> TASK DETAILS
All lines with the word "leaf" in the material below are required.

> PROVIDED RECORDS
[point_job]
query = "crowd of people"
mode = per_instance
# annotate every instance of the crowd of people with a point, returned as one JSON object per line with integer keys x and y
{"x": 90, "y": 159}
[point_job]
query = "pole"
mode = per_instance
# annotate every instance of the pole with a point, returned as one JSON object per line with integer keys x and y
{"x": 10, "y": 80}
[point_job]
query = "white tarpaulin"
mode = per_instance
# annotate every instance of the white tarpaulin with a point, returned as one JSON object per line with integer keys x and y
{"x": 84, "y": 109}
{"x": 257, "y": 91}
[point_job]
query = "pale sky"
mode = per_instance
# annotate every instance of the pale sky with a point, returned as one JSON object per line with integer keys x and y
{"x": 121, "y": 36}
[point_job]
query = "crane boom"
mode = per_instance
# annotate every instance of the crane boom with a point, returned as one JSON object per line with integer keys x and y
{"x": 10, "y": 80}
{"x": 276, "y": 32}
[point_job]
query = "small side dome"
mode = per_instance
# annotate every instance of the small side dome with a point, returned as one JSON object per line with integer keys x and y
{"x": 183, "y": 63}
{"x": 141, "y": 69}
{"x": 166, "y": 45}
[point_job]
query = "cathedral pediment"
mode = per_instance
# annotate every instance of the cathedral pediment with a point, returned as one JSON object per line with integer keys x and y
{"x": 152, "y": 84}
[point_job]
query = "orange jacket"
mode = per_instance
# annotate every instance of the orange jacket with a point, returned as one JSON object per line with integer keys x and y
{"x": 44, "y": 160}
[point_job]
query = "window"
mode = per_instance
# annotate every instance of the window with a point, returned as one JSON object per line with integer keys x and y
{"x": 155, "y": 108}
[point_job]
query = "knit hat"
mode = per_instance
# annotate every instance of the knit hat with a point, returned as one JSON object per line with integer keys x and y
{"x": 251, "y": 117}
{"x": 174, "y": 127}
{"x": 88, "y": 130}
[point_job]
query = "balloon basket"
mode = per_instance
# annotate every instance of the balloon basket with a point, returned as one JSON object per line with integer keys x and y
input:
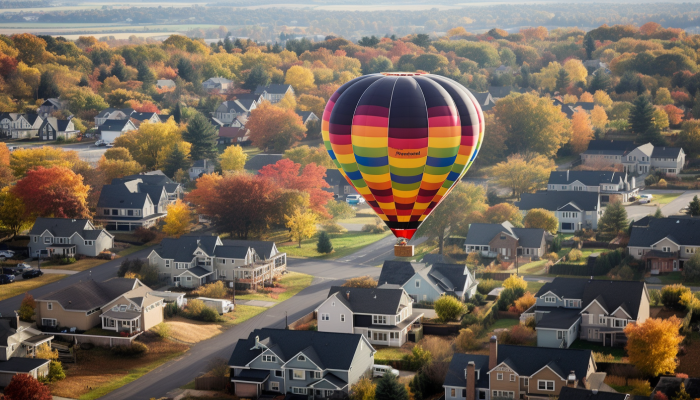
{"x": 403, "y": 250}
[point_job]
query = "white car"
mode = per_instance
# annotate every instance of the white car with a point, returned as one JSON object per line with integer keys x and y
{"x": 379, "y": 370}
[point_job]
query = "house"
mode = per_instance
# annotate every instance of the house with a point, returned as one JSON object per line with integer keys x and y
{"x": 49, "y": 106}
{"x": 575, "y": 210}
{"x": 136, "y": 201}
{"x": 507, "y": 241}
{"x": 384, "y": 316}
{"x": 567, "y": 309}
{"x": 113, "y": 128}
{"x": 608, "y": 184}
{"x": 664, "y": 244}
{"x": 219, "y": 84}
{"x": 191, "y": 261}
{"x": 117, "y": 304}
{"x": 68, "y": 237}
{"x": 165, "y": 84}
{"x": 274, "y": 92}
{"x": 312, "y": 364}
{"x": 517, "y": 372}
{"x": 428, "y": 283}
{"x": 307, "y": 116}
{"x": 201, "y": 167}
{"x": 670, "y": 385}
{"x": 18, "y": 346}
{"x": 52, "y": 129}
{"x": 230, "y": 135}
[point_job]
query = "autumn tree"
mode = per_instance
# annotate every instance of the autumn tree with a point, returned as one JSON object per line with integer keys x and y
{"x": 54, "y": 191}
{"x": 178, "y": 221}
{"x": 652, "y": 346}
{"x": 543, "y": 219}
{"x": 275, "y": 128}
{"x": 233, "y": 159}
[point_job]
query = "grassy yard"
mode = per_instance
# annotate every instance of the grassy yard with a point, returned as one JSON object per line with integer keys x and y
{"x": 343, "y": 245}
{"x": 292, "y": 283}
{"x": 22, "y": 286}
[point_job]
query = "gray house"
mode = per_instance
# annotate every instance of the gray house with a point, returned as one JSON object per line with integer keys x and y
{"x": 594, "y": 310}
{"x": 315, "y": 365}
{"x": 428, "y": 283}
{"x": 68, "y": 237}
{"x": 575, "y": 210}
{"x": 383, "y": 315}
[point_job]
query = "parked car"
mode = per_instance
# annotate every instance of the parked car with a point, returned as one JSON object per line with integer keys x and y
{"x": 379, "y": 370}
{"x": 32, "y": 273}
{"x": 354, "y": 199}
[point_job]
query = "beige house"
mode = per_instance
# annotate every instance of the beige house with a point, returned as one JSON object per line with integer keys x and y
{"x": 118, "y": 304}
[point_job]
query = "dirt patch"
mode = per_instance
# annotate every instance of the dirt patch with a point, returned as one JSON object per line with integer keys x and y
{"x": 189, "y": 331}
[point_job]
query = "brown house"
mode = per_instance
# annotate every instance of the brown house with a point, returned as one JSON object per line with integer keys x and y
{"x": 517, "y": 372}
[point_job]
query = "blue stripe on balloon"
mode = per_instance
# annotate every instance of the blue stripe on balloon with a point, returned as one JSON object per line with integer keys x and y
{"x": 440, "y": 162}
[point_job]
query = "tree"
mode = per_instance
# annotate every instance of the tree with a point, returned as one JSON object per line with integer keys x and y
{"x": 581, "y": 131}
{"x": 652, "y": 346}
{"x": 448, "y": 308}
{"x": 301, "y": 225}
{"x": 55, "y": 191}
{"x": 275, "y": 128}
{"x": 389, "y": 388}
{"x": 233, "y": 159}
{"x": 543, "y": 219}
{"x": 324, "y": 245}
{"x": 614, "y": 219}
{"x": 178, "y": 221}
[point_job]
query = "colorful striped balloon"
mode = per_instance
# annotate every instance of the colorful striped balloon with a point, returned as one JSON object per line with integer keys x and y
{"x": 403, "y": 140}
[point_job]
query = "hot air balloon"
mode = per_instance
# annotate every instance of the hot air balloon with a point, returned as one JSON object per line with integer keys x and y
{"x": 403, "y": 140}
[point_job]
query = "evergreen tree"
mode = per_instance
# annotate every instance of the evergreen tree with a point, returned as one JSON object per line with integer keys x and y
{"x": 176, "y": 160}
{"x": 324, "y": 244}
{"x": 614, "y": 219}
{"x": 589, "y": 44}
{"x": 563, "y": 80}
{"x": 146, "y": 75}
{"x": 201, "y": 133}
{"x": 694, "y": 207}
{"x": 389, "y": 388}
{"x": 47, "y": 87}
{"x": 257, "y": 76}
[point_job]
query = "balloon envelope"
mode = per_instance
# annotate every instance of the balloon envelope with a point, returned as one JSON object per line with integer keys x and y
{"x": 403, "y": 140}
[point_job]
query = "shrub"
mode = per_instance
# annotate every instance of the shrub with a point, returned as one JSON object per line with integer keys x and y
{"x": 448, "y": 308}
{"x": 487, "y": 285}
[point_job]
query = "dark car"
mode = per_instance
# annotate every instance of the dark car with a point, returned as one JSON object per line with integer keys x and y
{"x": 32, "y": 274}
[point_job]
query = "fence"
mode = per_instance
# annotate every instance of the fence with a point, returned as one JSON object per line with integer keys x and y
{"x": 210, "y": 383}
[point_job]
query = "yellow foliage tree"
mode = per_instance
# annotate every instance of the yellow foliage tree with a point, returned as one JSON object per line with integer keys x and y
{"x": 301, "y": 79}
{"x": 179, "y": 219}
{"x": 233, "y": 158}
{"x": 652, "y": 345}
{"x": 581, "y": 131}
{"x": 301, "y": 224}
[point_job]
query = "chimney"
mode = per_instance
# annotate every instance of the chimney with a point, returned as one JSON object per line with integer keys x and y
{"x": 493, "y": 352}
{"x": 471, "y": 381}
{"x": 571, "y": 380}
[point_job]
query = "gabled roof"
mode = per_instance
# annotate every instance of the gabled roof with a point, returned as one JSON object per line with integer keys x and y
{"x": 683, "y": 231}
{"x": 398, "y": 272}
{"x": 369, "y": 300}
{"x": 554, "y": 200}
{"x": 333, "y": 350}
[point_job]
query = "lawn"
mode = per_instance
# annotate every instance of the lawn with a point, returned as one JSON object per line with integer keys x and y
{"x": 291, "y": 283}
{"x": 343, "y": 245}
{"x": 23, "y": 286}
{"x": 80, "y": 265}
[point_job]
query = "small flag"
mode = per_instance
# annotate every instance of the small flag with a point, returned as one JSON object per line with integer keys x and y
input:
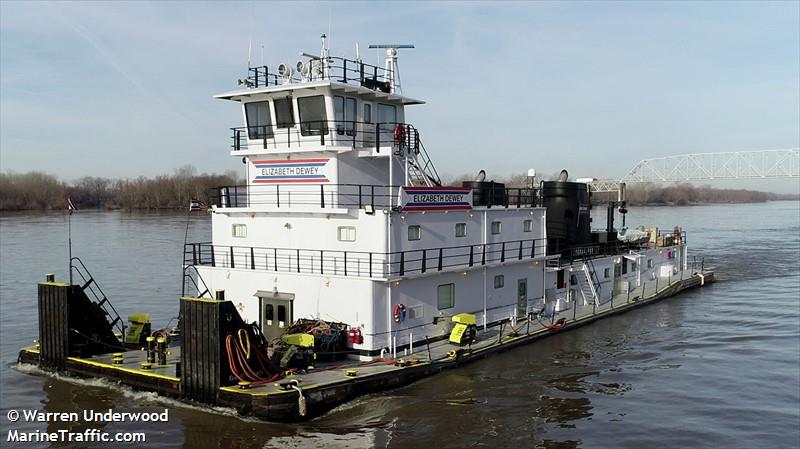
{"x": 197, "y": 206}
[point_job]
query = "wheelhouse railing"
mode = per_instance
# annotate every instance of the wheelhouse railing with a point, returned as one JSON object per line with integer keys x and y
{"x": 361, "y": 196}
{"x": 360, "y": 263}
{"x": 354, "y": 134}
{"x": 343, "y": 70}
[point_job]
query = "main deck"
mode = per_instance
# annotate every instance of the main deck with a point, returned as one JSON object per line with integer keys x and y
{"x": 300, "y": 396}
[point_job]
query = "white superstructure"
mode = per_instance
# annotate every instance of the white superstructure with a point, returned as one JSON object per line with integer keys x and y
{"x": 343, "y": 219}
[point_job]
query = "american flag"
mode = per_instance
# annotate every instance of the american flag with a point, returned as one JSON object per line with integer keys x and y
{"x": 70, "y": 206}
{"x": 197, "y": 206}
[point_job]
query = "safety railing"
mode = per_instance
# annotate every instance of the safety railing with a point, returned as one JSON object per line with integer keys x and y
{"x": 354, "y": 134}
{"x": 343, "y": 70}
{"x": 325, "y": 195}
{"x": 361, "y": 263}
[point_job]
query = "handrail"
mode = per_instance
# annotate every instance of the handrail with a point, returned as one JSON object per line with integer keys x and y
{"x": 362, "y": 263}
{"x": 329, "y": 195}
{"x": 333, "y": 68}
{"x": 353, "y": 133}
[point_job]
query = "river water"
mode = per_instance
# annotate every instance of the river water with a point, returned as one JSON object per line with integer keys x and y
{"x": 710, "y": 368}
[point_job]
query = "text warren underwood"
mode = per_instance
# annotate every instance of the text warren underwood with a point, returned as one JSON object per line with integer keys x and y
{"x": 94, "y": 416}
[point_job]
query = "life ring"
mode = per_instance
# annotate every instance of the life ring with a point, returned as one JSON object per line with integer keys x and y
{"x": 399, "y": 313}
{"x": 399, "y": 135}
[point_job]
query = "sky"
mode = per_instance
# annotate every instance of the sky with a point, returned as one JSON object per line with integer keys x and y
{"x": 124, "y": 89}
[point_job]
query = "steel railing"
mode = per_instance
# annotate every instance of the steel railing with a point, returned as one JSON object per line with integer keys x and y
{"x": 362, "y": 263}
{"x": 354, "y": 134}
{"x": 361, "y": 196}
{"x": 348, "y": 71}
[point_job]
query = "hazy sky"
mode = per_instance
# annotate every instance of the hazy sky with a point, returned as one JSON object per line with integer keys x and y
{"x": 124, "y": 89}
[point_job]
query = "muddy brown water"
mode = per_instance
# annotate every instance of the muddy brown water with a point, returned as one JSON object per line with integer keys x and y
{"x": 713, "y": 367}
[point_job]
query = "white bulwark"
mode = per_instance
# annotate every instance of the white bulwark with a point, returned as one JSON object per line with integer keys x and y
{"x": 343, "y": 218}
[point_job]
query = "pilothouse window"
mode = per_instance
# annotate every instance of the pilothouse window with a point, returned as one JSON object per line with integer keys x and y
{"x": 367, "y": 113}
{"x": 387, "y": 117}
{"x": 313, "y": 118}
{"x": 284, "y": 113}
{"x": 259, "y": 121}
{"x": 344, "y": 112}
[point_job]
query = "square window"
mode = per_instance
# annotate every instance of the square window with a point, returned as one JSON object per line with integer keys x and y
{"x": 446, "y": 296}
{"x": 499, "y": 281}
{"x": 284, "y": 112}
{"x": 461, "y": 229}
{"x": 240, "y": 230}
{"x": 347, "y": 233}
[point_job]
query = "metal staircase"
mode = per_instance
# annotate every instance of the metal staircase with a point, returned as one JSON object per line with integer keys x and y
{"x": 588, "y": 283}
{"x": 421, "y": 171}
{"x": 92, "y": 290}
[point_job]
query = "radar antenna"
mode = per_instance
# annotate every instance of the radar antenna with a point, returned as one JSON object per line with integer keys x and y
{"x": 392, "y": 70}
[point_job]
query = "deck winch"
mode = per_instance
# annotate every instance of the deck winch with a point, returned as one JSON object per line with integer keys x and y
{"x": 465, "y": 330}
{"x": 138, "y": 329}
{"x": 299, "y": 352}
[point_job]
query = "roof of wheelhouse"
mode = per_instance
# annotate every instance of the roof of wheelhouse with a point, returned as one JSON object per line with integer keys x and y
{"x": 335, "y": 86}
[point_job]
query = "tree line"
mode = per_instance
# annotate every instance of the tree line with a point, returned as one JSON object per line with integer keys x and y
{"x": 42, "y": 191}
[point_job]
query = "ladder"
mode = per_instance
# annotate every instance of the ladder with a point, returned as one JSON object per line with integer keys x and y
{"x": 588, "y": 287}
{"x": 421, "y": 171}
{"x": 92, "y": 290}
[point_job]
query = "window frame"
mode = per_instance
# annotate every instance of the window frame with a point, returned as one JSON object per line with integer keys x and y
{"x": 313, "y": 127}
{"x": 345, "y": 111}
{"x": 255, "y": 131}
{"x": 452, "y": 294}
{"x": 463, "y": 226}
{"x": 527, "y": 226}
{"x": 418, "y": 229}
{"x": 497, "y": 230}
{"x": 502, "y": 281}
{"x": 236, "y": 226}
{"x": 367, "y": 113}
{"x": 288, "y": 101}
{"x": 345, "y": 228}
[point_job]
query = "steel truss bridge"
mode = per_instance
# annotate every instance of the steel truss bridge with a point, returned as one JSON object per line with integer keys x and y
{"x": 761, "y": 164}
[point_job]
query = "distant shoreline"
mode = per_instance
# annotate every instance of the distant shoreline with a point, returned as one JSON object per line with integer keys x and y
{"x": 36, "y": 191}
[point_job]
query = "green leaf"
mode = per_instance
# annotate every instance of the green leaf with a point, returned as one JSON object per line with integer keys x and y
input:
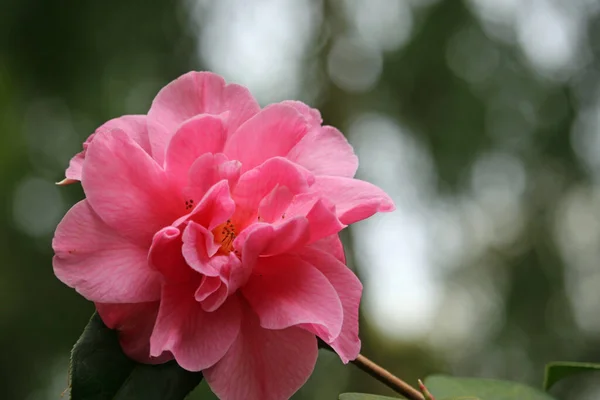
{"x": 484, "y": 389}
{"x": 100, "y": 371}
{"x": 562, "y": 369}
{"x": 364, "y": 396}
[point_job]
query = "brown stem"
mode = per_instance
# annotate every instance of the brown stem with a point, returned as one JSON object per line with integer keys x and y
{"x": 387, "y": 378}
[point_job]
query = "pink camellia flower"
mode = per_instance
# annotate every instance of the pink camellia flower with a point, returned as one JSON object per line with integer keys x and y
{"x": 209, "y": 234}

> RESULT OF THIS TASK
query = "green leaf"
# annotate every instance of the green leaf with a point, returned as one JSON object per line with integer keys x and y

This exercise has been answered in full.